_Task statement_. Find each line in the rows below that contains the word "green" and copy those lines. Case counts.

BEGIN Data rows

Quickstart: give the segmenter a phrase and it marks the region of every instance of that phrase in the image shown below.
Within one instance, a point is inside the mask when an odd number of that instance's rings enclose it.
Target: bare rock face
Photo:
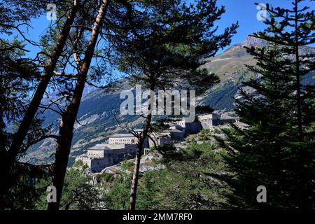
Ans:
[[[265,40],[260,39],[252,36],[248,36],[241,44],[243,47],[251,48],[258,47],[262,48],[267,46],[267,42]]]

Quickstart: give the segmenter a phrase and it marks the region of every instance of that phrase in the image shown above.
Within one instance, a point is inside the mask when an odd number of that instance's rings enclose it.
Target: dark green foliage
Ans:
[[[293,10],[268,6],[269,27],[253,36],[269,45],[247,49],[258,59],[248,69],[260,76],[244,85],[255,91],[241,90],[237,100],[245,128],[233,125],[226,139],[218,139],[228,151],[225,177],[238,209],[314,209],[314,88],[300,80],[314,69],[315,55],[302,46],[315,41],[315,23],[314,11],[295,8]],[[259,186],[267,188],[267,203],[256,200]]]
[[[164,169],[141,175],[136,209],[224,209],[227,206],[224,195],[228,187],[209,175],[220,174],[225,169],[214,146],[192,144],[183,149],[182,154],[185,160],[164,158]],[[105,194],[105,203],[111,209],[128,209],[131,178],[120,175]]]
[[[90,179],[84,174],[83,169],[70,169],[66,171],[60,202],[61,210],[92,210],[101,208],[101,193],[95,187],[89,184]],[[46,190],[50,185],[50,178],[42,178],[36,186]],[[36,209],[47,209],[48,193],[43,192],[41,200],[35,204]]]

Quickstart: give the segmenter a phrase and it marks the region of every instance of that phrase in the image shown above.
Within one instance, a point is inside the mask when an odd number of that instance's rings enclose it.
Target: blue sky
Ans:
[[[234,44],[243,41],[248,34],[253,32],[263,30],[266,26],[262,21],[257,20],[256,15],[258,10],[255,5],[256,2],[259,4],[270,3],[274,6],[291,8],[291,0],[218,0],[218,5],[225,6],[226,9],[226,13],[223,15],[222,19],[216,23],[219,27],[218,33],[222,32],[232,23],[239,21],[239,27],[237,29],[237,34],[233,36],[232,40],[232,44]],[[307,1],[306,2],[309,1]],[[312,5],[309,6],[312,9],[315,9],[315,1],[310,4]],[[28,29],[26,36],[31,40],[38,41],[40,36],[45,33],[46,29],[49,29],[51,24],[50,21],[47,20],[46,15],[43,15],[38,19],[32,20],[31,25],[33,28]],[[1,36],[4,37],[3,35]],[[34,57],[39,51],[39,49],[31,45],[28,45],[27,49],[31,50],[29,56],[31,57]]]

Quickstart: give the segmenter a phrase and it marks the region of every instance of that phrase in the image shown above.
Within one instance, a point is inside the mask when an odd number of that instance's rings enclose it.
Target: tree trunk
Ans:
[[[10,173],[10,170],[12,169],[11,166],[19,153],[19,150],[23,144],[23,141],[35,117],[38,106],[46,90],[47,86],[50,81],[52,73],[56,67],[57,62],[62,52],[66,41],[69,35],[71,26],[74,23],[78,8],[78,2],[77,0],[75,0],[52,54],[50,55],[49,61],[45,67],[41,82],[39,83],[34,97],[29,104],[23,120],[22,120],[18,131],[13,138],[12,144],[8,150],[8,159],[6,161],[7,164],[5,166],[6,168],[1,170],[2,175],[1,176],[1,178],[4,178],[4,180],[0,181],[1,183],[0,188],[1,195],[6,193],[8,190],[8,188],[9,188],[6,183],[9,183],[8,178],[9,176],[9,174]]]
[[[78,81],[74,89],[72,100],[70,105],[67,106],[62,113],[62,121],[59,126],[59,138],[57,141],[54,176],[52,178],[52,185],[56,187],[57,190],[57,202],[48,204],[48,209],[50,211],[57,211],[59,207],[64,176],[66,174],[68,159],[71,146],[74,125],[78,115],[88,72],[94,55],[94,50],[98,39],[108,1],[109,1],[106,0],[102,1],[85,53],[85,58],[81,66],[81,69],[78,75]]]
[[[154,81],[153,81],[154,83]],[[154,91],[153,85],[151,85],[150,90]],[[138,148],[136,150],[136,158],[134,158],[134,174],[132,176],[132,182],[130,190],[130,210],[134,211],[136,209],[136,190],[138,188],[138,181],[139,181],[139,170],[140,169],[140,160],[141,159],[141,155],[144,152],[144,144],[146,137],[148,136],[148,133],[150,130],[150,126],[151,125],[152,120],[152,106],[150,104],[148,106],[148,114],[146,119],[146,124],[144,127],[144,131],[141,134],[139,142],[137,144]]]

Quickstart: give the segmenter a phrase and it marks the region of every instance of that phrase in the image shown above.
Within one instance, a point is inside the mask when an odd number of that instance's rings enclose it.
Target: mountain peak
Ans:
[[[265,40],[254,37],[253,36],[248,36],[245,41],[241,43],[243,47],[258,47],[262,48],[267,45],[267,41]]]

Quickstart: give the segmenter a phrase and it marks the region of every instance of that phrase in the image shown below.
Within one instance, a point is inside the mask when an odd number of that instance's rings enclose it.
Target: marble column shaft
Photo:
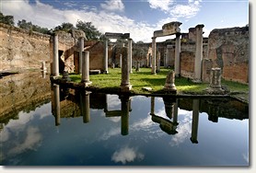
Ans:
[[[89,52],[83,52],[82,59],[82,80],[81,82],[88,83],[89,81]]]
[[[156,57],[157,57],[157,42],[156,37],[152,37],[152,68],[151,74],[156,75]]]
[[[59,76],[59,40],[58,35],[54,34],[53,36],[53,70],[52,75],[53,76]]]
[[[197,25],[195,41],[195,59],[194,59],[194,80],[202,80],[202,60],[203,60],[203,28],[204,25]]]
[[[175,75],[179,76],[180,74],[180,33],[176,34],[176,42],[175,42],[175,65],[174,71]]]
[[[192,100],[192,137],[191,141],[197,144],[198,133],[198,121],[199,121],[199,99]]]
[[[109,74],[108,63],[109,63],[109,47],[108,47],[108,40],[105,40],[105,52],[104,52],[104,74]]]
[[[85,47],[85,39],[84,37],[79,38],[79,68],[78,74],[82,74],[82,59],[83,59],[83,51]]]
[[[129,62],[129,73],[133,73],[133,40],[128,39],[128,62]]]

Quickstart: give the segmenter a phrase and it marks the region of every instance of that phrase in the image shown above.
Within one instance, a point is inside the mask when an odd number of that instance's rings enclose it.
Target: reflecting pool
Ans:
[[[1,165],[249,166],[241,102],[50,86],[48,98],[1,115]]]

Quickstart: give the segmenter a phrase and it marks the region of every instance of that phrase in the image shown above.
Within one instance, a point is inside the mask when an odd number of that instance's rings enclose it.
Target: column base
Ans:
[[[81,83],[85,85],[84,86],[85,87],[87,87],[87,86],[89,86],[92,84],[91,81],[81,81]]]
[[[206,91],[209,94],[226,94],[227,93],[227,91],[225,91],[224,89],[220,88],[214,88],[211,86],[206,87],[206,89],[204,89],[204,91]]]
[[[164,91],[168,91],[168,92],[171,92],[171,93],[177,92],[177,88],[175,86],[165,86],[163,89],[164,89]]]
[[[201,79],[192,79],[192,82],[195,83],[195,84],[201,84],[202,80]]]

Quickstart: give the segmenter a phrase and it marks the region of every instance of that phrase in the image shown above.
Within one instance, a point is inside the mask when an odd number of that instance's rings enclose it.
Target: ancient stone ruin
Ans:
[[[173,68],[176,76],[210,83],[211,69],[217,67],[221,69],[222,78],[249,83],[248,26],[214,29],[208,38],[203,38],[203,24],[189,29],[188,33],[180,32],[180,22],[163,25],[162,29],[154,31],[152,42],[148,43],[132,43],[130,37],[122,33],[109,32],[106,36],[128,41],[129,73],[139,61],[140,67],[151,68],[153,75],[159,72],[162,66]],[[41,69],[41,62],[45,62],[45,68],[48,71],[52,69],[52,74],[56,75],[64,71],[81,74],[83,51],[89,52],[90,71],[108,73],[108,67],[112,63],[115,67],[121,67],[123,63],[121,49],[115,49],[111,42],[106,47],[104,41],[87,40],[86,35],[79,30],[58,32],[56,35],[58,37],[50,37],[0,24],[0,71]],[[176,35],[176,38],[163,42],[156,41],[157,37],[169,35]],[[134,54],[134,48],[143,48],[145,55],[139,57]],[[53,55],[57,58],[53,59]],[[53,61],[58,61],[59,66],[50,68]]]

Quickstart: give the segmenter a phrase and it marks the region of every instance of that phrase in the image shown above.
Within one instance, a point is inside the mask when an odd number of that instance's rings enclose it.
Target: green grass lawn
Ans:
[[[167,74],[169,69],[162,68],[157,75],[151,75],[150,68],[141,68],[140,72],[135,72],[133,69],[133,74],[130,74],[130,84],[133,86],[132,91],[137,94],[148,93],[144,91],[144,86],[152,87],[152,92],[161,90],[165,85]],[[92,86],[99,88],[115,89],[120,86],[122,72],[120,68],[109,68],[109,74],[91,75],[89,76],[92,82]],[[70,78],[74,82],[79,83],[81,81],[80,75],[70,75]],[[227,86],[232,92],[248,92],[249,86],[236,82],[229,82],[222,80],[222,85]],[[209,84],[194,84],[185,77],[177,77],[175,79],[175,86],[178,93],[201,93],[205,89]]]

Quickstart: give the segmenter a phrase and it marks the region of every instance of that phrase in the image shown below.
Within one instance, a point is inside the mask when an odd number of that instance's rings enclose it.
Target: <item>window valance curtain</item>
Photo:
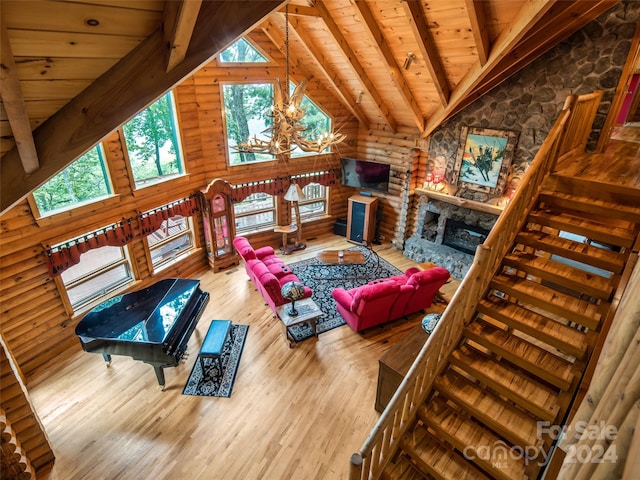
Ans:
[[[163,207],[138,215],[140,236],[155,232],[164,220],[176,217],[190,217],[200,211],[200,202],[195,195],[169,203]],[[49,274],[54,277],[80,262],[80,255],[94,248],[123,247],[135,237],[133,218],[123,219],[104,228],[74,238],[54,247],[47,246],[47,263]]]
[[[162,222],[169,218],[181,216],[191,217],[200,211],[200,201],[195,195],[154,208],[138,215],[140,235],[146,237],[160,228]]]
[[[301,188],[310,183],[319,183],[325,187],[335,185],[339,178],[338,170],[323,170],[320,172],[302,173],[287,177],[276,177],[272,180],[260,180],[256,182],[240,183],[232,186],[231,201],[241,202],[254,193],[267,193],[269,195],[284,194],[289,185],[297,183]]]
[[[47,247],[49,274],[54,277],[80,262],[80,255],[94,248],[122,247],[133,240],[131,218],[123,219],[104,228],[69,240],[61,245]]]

END Data rows

_Answer below_.
Target: dark green foliage
Target: green grass lawn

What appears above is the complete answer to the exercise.